• Task: Which lines of the material below contain the word "arrangement"? Gather every one of them and copy each in full.

• Record excerpts:

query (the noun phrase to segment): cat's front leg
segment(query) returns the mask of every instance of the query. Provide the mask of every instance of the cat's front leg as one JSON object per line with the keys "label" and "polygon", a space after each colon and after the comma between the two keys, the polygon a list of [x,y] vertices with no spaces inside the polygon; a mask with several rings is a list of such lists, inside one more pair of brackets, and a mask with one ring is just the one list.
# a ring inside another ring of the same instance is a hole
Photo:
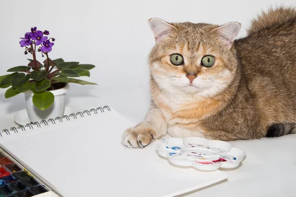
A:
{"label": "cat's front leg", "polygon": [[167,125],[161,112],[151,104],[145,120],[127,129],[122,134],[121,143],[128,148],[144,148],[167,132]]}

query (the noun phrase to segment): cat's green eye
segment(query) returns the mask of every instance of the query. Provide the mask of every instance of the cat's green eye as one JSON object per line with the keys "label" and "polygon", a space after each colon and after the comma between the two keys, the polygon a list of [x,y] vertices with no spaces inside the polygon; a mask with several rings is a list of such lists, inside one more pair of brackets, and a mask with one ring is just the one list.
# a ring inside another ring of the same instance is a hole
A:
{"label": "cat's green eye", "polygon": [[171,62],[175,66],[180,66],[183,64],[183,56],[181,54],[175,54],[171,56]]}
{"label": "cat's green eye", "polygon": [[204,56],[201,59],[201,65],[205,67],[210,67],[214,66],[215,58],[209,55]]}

--

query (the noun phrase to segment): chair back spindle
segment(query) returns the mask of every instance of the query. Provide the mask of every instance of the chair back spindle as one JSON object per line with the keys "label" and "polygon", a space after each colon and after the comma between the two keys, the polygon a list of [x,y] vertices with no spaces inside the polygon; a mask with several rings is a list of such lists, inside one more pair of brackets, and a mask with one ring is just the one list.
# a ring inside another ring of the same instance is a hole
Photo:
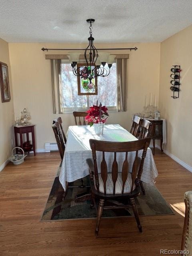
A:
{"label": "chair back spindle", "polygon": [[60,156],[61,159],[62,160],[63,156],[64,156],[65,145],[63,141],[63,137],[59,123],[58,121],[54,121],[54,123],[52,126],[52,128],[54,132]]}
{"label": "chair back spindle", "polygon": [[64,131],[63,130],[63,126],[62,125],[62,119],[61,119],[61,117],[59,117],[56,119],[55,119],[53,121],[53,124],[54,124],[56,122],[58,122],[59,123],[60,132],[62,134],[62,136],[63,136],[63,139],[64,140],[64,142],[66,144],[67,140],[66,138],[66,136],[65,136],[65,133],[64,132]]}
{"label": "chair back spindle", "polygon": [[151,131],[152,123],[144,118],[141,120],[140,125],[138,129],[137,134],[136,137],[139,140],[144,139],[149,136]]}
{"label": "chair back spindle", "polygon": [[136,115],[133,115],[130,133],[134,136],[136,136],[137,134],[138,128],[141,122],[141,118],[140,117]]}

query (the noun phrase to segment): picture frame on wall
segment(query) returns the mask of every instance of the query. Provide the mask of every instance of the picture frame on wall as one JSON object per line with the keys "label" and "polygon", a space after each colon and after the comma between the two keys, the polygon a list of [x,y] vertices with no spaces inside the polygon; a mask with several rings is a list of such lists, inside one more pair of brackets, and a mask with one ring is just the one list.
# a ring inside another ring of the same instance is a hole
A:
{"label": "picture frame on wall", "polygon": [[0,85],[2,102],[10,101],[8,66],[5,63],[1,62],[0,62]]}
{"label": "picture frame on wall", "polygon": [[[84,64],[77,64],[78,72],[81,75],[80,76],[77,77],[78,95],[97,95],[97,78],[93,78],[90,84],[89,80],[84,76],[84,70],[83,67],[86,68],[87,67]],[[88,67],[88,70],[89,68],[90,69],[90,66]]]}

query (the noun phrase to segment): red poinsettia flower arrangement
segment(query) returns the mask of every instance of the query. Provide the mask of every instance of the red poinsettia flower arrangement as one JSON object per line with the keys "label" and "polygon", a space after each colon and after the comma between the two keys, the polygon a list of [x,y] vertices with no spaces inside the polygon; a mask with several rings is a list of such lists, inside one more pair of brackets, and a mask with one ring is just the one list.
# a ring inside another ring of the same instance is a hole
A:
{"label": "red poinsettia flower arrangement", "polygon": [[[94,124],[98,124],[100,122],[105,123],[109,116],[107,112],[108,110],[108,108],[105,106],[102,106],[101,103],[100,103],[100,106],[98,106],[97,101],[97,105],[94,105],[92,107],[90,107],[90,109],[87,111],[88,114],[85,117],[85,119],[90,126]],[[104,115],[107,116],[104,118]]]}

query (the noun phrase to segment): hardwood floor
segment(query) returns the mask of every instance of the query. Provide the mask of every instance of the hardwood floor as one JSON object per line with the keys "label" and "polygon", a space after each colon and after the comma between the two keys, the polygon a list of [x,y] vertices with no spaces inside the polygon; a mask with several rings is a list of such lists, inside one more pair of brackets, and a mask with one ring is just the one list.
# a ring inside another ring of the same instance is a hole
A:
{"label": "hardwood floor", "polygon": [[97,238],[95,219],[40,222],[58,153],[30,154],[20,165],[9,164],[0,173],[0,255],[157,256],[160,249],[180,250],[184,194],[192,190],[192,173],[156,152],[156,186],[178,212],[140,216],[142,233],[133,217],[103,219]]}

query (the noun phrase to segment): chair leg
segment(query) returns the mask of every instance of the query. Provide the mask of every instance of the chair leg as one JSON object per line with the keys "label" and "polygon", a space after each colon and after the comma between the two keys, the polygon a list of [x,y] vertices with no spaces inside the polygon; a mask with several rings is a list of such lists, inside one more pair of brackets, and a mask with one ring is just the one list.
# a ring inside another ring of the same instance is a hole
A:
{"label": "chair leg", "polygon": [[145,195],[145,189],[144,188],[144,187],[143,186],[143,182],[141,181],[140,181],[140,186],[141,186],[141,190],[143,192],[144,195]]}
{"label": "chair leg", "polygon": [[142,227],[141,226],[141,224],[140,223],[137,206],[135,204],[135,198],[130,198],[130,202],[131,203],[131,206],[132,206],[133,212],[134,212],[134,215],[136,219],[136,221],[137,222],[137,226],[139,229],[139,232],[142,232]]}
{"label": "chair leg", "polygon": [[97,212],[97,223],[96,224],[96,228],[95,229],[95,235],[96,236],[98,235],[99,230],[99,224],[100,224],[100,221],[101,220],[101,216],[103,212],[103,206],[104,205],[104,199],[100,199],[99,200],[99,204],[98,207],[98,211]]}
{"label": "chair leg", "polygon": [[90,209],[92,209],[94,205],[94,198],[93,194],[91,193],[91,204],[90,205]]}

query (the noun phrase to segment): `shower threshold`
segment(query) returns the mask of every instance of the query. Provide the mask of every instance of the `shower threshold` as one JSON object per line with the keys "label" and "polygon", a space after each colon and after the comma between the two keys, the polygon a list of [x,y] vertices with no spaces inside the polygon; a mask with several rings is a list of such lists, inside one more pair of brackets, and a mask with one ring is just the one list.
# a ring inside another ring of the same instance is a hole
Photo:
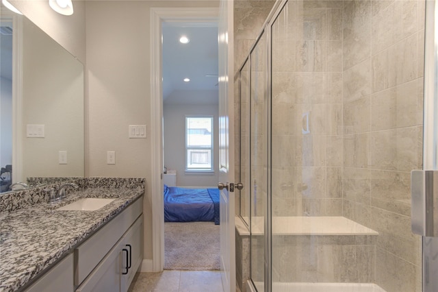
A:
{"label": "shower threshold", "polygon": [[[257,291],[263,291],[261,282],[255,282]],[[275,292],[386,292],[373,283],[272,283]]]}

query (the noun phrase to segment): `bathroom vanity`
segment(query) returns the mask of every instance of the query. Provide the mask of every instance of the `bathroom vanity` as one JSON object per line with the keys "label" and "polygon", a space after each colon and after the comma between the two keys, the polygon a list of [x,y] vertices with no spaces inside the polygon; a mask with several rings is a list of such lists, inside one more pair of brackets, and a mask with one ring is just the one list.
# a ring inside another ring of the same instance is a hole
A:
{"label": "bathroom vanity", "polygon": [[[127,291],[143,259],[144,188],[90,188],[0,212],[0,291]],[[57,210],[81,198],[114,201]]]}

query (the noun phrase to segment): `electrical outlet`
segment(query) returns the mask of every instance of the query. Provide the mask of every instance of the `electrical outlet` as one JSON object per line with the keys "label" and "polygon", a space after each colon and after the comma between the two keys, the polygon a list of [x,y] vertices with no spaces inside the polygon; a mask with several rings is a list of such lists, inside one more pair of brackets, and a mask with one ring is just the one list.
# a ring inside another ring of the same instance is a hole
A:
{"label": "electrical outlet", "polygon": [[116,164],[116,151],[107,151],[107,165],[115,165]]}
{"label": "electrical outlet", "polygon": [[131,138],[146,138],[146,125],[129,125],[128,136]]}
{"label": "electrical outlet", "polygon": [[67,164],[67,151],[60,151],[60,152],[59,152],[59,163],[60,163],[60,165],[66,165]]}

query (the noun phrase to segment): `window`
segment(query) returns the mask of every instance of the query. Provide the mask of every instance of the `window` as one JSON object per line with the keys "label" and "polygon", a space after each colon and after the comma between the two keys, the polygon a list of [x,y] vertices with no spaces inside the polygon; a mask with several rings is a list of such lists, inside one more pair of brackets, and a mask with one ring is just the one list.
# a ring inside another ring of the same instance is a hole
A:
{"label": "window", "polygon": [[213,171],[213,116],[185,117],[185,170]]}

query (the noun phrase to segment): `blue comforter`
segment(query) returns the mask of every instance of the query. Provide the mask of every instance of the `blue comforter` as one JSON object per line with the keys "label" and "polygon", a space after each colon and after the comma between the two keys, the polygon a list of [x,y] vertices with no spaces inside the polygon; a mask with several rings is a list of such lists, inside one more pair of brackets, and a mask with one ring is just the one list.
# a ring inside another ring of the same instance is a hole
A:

• Correct output:
query (the noun phrase to segment): red poinsettia flower arrangement
segment(query) returns the mask of every instance of the query. Provide the mask of every instance of the red poinsettia flower arrangement as one JSON object per line with the keys "label" and "polygon", a space after each colon and after the comma between the two keys, the polygon a list of [x,y] vertices with no spaces inside the polygon; a mask with several rings is a list of such lists, inside one more pair of brackets, and a mask with one ring is just the one list.
{"label": "red poinsettia flower arrangement", "polygon": [[[94,124],[98,124],[100,122],[105,123],[109,116],[107,112],[108,110],[108,108],[105,106],[102,106],[101,103],[100,103],[100,106],[98,106],[97,101],[97,105],[94,105],[92,107],[90,107],[90,109],[87,111],[88,114],[85,117],[85,119],[90,126]],[[104,115],[107,116],[104,118]]]}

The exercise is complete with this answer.